§ WHAT YOU WILL DO: Render the following material again verbatim, leaving nothing out.

Point labeling dataset excerpts:
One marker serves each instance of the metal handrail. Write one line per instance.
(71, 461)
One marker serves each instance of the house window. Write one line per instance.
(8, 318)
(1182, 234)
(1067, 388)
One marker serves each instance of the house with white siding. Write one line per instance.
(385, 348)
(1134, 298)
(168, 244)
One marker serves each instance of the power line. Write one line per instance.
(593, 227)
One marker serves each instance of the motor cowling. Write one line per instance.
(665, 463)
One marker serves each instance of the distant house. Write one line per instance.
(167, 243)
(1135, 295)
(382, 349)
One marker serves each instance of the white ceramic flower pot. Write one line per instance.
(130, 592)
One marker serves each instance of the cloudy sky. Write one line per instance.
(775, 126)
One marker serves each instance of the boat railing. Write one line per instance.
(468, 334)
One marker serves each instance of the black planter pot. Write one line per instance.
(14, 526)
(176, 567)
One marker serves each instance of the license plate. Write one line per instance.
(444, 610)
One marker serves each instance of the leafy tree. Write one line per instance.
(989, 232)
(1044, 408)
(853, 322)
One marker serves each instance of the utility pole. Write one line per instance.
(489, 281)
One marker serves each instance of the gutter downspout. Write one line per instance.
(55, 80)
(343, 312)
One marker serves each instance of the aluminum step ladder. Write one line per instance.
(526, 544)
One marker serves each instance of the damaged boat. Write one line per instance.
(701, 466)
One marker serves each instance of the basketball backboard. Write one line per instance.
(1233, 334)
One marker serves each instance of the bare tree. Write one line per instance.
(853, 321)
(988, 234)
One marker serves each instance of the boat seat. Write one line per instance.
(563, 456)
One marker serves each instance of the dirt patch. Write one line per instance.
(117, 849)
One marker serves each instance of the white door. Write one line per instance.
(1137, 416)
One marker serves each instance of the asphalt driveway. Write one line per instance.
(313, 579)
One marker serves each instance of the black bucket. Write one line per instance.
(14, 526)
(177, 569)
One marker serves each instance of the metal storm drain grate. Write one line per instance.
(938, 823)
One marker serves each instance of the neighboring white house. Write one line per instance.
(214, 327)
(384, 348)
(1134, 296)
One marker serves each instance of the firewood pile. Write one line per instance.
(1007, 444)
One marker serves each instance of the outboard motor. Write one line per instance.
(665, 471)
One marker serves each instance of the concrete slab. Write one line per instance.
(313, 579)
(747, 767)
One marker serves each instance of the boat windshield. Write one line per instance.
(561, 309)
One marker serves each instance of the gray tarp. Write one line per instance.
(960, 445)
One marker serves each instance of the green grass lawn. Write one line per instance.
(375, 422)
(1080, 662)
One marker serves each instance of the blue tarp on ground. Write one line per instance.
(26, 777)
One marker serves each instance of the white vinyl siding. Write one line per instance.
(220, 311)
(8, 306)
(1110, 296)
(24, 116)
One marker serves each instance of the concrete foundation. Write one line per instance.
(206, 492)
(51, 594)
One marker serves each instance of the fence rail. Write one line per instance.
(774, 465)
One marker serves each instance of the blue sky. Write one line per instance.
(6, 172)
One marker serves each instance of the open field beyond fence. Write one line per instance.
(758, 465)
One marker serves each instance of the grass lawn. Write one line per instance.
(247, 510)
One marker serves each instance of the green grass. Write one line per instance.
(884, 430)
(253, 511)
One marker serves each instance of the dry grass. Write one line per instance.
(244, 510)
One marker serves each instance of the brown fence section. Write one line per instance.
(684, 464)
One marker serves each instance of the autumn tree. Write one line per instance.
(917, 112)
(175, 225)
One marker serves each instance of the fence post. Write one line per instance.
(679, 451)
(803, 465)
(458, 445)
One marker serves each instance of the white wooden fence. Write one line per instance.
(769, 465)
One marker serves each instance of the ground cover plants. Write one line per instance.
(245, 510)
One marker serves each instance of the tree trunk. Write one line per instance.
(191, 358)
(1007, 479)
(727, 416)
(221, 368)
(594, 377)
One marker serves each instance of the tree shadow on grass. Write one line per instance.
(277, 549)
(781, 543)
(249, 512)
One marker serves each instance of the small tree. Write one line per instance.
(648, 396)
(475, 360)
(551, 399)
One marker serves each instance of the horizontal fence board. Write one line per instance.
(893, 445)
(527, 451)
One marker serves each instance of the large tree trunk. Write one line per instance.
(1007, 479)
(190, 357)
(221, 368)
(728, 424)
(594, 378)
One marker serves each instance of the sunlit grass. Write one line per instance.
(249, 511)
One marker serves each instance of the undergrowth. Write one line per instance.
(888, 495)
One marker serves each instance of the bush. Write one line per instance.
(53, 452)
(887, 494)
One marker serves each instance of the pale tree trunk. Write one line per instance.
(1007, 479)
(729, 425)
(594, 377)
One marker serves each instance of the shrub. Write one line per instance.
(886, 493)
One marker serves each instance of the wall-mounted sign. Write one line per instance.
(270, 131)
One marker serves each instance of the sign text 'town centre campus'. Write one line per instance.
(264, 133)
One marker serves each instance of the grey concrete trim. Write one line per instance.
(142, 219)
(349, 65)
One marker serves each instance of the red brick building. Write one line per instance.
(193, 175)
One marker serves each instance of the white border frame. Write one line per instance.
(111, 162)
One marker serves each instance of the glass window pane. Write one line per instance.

§ TASK RESULT:
One marker serves each instance of the metal handrail. Write one line per instance.
(71, 461)
One marker serves each instance of the house window. Write one line per instance.
(8, 318)
(1182, 234)
(1067, 388)
One marker serves each instance of the house with white siding. Write one line per instance.
(385, 348)
(1134, 298)
(168, 244)
One marker serves each instance of the power line. Write one line per instance.
(593, 227)
One marker serves each instance of the motor cowling. Write one line per instance.
(665, 463)
One marker serves each instance of the distant house. Write one line per instance.
(167, 243)
(1135, 295)
(382, 349)
One marker serves each instance of the white ceramic flower pot. Write one line per instance.
(130, 592)
One marker serves each instance of the cloudy sky. Write one line per instance.
(775, 126)
One marker serves each instance of the boat railing. Write one line per instance.
(468, 334)
One marker serves each instance of the black planter pot. Write one line per instance.
(14, 526)
(176, 567)
One marker serves each instance of the license plate. Write one line per instance.
(444, 610)
One marker serves each instance of the leafy tree. Write one line per instance.
(989, 232)
(1044, 408)
(853, 322)
One marker serves each instance of the utility pole. Write one line per instance.
(489, 281)
One marker serves each instance of the gutter downspout. Write one line per instance.
(55, 80)
(343, 312)
One marker serves each instance of the aluminum step ladder. Write one line per instance.
(526, 544)
One marker serves each instance of the damaged boat. Write one line per instance.
(701, 466)
One marker serves each instance of the basketball backboard. Write one line per instance.
(1233, 334)
One marker serves each instance of the bare tree. Write one line per instance.
(853, 321)
(988, 234)
One marker serves each instance of the boat seat. Write one line per instance.
(563, 456)
One marker serves each instance of the dirt patch. Write one line per instance.
(117, 849)
One marker serves each instance of the white door. Write one line per instance.
(1137, 416)
One marker serves each instance of the asphalt driveway. Write one line per instance.
(313, 579)
One marker serves each instance of the black bucket. Write one line per instance.
(14, 526)
(177, 569)
One marker serves each instance of the metal storm drain grate. Write one line per instance.
(938, 823)
One marker serves each instance of the neighboring white house. Write one line per instance.
(214, 327)
(384, 348)
(1134, 296)
One marker serves each instance of the firewood pile. Write one line per instance.
(1007, 444)
One marker serves each instance of the outboard motor. Write one line per instance.
(665, 471)
One marker serves each instance of the concrete slab. Write one line per instance.
(313, 579)
(747, 767)
One marker serves each instance of the boat windshield. Write one line per instance.
(561, 309)
One marker serves each instance of the gray tarp. Write one line per instance.
(960, 445)
One marker serves each instance of the green grass lawn. Write one line per instance.
(375, 422)
(1080, 662)
One marker serves each instance of the blue tarp on ground. Write one line per instance.
(26, 777)
One marker serves each instance of the white vinyl siding. Write one line per instance.
(220, 311)
(8, 306)
(1110, 296)
(24, 116)
One marker serves each instance of the concrete foundation. Write one line per instance.
(206, 492)
(51, 594)
One marker serves each instance of the fence rail. Write one line per instance.
(774, 465)
One marker serves each instance of the blue sky. Write one line per instance.
(6, 172)
One marker serves each instance of the open field beyond fence. Write one line per instance.
(758, 465)
One marker serves each instance of the grass lawn. Write one line per instance.
(247, 510)
One marker serves each instance of the green grass. Write one line per instance.
(884, 430)
(253, 511)
One marker serves each instance of the dry grass. Write one line per instance.
(244, 510)
One marker serves each instance of the brown fence section. Write one line per instance.
(684, 464)
One marker serves each instance of the autumn tree. Write one line per instance.
(917, 112)
(175, 225)
One marker serves each instance of the fence post. Write one line per instance.
(679, 451)
(803, 465)
(458, 445)
One marker serves each instance of the white wooden fence. Write one line per instance.
(769, 465)
One marker serves each instance of the ground cover plants. Write one line per instance.
(245, 510)
One marker serves each instance of the tree trunk. Write one line per instance.
(191, 358)
(1007, 479)
(727, 416)
(221, 368)
(594, 377)
One marker serves each instance of the tree shadow on grass. Write one line per instance.
(277, 549)
(781, 543)
(249, 512)
One marker serves each instance of the small tree. Write one line per instance.
(648, 396)
(475, 360)
(551, 399)
One marker serves each instance of the horizontal fence board. Write one line per instance.
(893, 445)
(527, 451)
One marker serves each instance of the large tree trunk. Write one line per instance.
(1007, 479)
(190, 357)
(221, 368)
(728, 424)
(594, 378)
One marker serves each instance of the sunlit grass. Write one line per instance.
(249, 511)
One marker serves each instance of the undergrowth. Write one line per instance.
(888, 495)
One marker serves each instance of the bush. Write one line per instance.
(53, 452)
(887, 494)
One marker serves each instance of the pale tree trunk. Write one line per instance.
(1007, 479)
(729, 425)
(594, 377)
One marker serves each instance of the shrub. Write one line per instance.
(886, 493)
One marker serves each instance of the wall-mounted sign. Write one line per instance.
(270, 131)
One marker serves each instance of the sign text 'town centre campus'. Write one line per instance.
(264, 133)
One marker serves each instance of the grey concrete trim. Write one line per instance.
(142, 219)
(349, 65)
One marker serves each instance of the red brick building. Write one line per instance.
(193, 175)
One marker serves each instance of the white border frame. Write one line per instance.
(111, 162)
One marker serves each instance of the glass window pane. Write one line per instance.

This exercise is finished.